» **PROBLEMS TO SOLVE**
a. In the Sekwicyathus article, reproduce the text between "Sekwicyathus was first" and "Handfield in 1971.", inclusive, substituting "formally named" for "fully named".
b. According to the Sekwicyathus article, who first discovered Sekwicyathus, and in what year?
c. Continue the Sekwicyathus article from the point where it stops.

======== TEXT UNDER STUDY

Sekwicyathus nahanniensis Temporal range: Lower Cambrian 525–515 Ma PreꞒ Ꞓ O S D C P T J K Pg N

Scientific classification
- Kingdom: Animalia
- Phylum: Porifera
- Order: †Ajacicyathida
- Family: †Fallocyathidae
- Genus: †Sekwicyathus
- Species: †S. nahanniensis
- Binomial name: †Sekwicyathus nahanniensis Handfield, 1971

= Sekwicyathus nahanniensis =

- Genus: Sekwicyathus
- Species: nahanniensis
- Authority: Handfield, 1971

Extinct species of sponge-like organism

Sekwicyathus is a genus of Archaeocyathan poriferan. Archaeocyaths are a taxon of extinct organism that lived in warm, tropical waters during the Early Cambrian period and built reef-like structures in the oceans. They are cup-shaped, with internal and external walls that form a filter feeding system. It is unclear as to whether Archaeocyaths are animals, plants, or some other type of organism. They are similar to modern-day sponges but share traits with other organisms as well. There are 309 discovered genera of Archaeocyaths.

== Discovery ==

Sekwicyathus was first discovered in 1939 by R. Bedford and J. Bedford. It is in the order of Ajacicyathida, the sub-order of Ajacicyathina, the superfamily of Ethmophylloidea, and the family of Fallocyathidae. It was classified into the order and suborder in 1939 by R. Bedford and J. Bedford, into the superfamily by Okulitch in 1937, and family in 1969 by Rozanov. It was fully named Sekwicyathus nahanniensis by Handfield in 1971.

================
======== SUPPLIED DATA

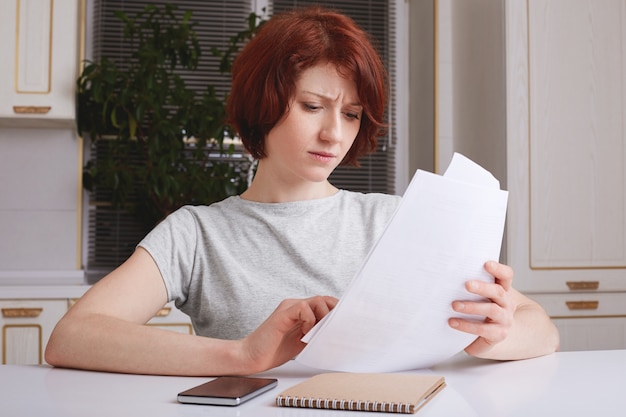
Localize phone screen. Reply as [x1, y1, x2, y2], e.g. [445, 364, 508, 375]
[178, 376, 278, 406]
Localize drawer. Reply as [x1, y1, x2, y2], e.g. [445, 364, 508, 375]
[528, 292, 626, 318]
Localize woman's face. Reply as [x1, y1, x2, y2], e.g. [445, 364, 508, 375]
[262, 63, 363, 185]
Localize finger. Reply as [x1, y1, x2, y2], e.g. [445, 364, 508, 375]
[485, 261, 513, 290]
[452, 301, 510, 325]
[448, 318, 508, 344]
[309, 296, 337, 320]
[465, 280, 506, 306]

================

» **ANSWERS FOR THE EXERCISE**
a.
Sekwicyathus was first discovered in 1939 by R. Bedford and J. Bedford. It is in the order of Ajacicyathida, the sub-order of Ajacicyathina, the superfamily of Ethmophylloidea, and the family of Fallocyathidae. It was classified into the order and suborder in 1939 by R. Bedford and J. Bedford, into the superfamily by Okulitch in 1937, and family in 1969 by Rozanov. It was formally named Sekwicyathus nahanniensis by Handfield in 1971.

b. R. Bedford and J. Bedford, in 1939.

c.
== Morphology ==

Each Archaeocyath is distinguished by the differences in the internal and external walls, as well as by the intervallum. S. nahanniensis has two walls. S. nahanniensis' outer wall has horizontal carcass canal tubes, no external plates, bumps, or additional sheath on the external structure. It has stipules, the carcass perforations are canals, and the outer wall is well defined. The internal structure has a simple structure, with pores on the inner walls, and no stippling or additional sheath. In the intervallum, there are intervallar cells and septa, but no tabulae. S. nahanniensis is a solitary organism.

== Geographic distribution ==

Sekwicyathus nahanniensis is found in Canada, Europe, Russia, and the United States.